Some records
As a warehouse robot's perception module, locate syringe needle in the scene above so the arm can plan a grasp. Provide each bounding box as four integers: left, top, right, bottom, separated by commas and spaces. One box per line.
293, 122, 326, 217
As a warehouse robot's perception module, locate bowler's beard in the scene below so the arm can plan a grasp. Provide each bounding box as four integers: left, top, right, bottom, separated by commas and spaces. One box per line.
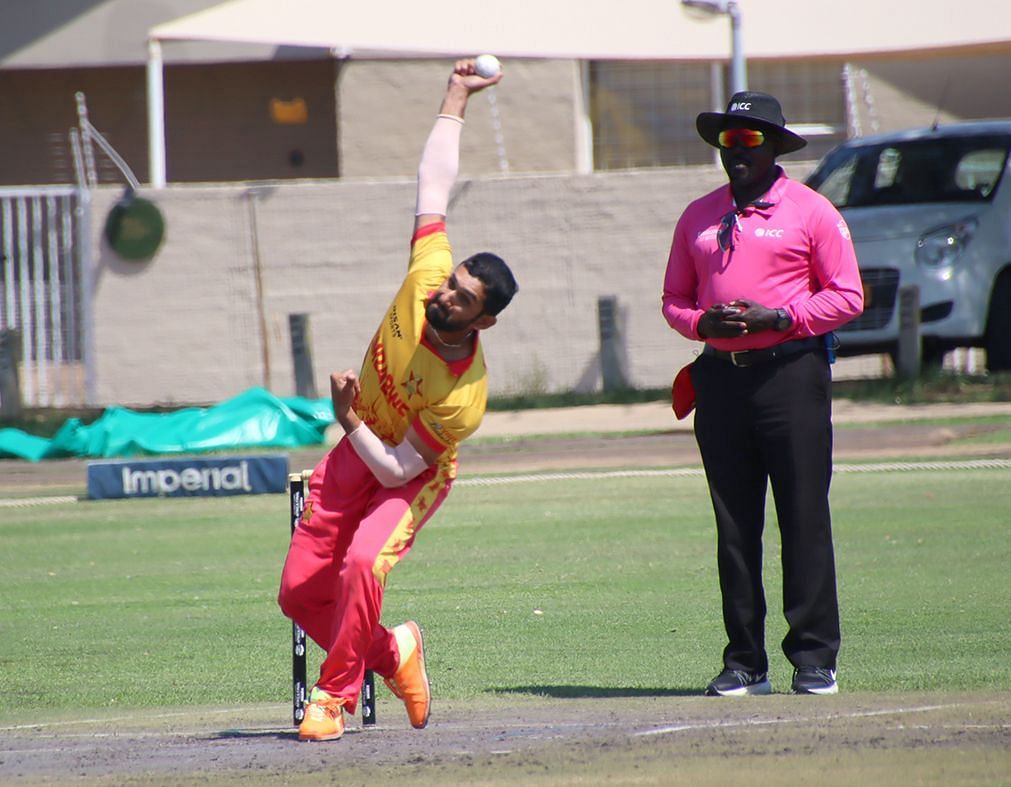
425, 295, 470, 334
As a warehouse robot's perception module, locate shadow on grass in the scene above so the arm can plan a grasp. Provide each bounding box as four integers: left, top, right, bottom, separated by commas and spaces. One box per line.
486, 686, 702, 699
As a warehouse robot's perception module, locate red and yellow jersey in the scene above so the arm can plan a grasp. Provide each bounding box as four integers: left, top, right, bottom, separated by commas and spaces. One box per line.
355, 223, 488, 477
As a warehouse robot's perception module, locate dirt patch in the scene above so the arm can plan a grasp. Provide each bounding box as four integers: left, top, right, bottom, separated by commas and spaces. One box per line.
0, 692, 1011, 785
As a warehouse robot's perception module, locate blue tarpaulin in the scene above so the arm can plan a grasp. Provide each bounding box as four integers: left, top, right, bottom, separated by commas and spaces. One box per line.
0, 388, 334, 462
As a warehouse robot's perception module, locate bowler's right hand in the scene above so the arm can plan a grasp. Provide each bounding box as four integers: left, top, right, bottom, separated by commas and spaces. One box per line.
330, 369, 362, 431
449, 58, 502, 93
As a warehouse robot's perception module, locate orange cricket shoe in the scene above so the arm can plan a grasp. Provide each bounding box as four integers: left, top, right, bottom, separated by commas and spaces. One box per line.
383, 620, 432, 729
298, 686, 344, 740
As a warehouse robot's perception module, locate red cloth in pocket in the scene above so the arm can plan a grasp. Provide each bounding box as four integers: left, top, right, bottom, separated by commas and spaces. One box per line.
670, 363, 695, 421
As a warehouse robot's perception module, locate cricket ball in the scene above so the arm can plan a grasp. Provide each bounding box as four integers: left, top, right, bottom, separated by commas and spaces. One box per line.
474, 55, 502, 79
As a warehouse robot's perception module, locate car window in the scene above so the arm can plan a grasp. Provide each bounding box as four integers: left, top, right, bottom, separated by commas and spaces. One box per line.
808, 135, 1011, 207
954, 148, 1007, 196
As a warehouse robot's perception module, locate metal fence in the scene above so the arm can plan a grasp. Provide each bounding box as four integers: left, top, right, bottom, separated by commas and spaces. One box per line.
0, 186, 91, 412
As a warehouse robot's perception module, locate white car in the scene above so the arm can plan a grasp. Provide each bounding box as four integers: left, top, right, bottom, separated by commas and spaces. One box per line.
807, 120, 1011, 371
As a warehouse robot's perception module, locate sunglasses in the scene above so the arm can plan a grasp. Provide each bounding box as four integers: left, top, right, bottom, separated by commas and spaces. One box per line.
719, 128, 765, 149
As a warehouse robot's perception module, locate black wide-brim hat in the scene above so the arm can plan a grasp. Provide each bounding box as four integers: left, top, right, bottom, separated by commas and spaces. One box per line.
696, 91, 808, 154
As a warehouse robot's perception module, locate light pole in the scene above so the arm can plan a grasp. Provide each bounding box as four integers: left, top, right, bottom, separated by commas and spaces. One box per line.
681, 0, 748, 93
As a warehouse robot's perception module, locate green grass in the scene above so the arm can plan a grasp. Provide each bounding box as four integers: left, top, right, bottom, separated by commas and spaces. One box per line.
0, 469, 1011, 721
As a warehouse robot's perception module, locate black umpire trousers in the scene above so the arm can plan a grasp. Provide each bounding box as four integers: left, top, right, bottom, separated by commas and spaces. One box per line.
692, 350, 840, 672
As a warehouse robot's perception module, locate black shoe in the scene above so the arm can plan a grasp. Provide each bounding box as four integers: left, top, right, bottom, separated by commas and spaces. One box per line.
791, 667, 839, 694
706, 670, 772, 697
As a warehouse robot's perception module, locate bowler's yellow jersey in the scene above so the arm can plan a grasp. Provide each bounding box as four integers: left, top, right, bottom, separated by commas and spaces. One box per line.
355, 223, 488, 477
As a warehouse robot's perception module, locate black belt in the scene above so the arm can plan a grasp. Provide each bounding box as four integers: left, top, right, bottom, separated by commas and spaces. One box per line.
702, 336, 825, 366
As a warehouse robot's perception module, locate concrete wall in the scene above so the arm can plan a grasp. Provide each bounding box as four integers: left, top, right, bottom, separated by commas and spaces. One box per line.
86, 156, 881, 406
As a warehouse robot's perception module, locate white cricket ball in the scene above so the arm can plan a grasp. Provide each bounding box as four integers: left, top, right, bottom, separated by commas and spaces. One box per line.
474, 55, 502, 79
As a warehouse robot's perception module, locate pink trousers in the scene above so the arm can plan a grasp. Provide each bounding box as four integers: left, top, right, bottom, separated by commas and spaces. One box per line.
277, 439, 452, 713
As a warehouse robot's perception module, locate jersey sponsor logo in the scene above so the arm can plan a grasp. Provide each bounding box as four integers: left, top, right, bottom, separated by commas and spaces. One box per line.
400, 371, 425, 399
389, 305, 403, 339
372, 340, 407, 416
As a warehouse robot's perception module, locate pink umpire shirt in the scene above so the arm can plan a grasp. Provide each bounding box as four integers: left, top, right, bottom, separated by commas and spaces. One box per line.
663, 168, 863, 350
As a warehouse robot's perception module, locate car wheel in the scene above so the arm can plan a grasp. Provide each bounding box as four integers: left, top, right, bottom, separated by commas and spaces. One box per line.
986, 269, 1011, 371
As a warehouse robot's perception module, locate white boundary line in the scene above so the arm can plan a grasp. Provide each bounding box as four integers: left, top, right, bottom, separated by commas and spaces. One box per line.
454, 459, 1011, 487
635, 702, 987, 737
0, 495, 78, 508
0, 459, 1011, 509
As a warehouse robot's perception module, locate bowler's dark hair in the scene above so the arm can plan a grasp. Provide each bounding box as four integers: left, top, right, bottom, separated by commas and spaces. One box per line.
463, 252, 520, 316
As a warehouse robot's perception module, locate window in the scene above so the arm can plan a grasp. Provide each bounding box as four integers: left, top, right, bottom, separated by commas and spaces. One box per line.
808, 135, 1011, 207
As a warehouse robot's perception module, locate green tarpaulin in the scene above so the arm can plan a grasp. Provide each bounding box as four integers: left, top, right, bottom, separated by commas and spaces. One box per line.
0, 388, 334, 461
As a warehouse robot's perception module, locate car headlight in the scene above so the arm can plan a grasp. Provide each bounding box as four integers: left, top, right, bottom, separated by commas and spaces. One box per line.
916, 218, 980, 268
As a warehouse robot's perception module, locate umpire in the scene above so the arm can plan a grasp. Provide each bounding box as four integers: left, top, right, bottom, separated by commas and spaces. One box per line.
663, 92, 863, 696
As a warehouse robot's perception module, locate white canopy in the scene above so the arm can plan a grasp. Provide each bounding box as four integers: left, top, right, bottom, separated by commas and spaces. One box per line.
148, 0, 1011, 187
150, 0, 1011, 61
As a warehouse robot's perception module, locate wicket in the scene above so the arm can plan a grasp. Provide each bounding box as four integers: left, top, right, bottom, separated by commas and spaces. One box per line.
288, 470, 376, 726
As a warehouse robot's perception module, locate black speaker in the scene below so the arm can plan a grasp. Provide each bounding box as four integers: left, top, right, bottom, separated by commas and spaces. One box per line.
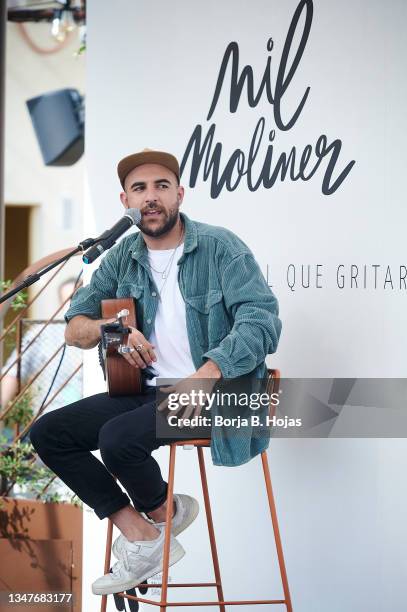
27, 89, 85, 166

• _WHAT THIS TASK INVOLVES_: Please write out the stretch from the line containing "As a warehouse robot's perception module, locate bowler's yellow" through the line containing "702, 336, 825, 366" again, substituting "brown belt" for "black belt" and leaving everything else unchanged.

• _FINAL RESULT_:
As a warehouse robot's perception module, locate bowler's yellow jersey in the scene above so the arm can plan a grasp. Provide each bounding box as four integers: left, top, right, bottom, separated by commas and spaces. One box per line.
355, 223, 488, 477
As a warehouse robot's perception module, locate brown belt in the scene above so the arm can plan a grasp. Provide each bounding box as four integers: left, top, right, bottom, separated by commas and spaces. One box per line.
702, 336, 825, 366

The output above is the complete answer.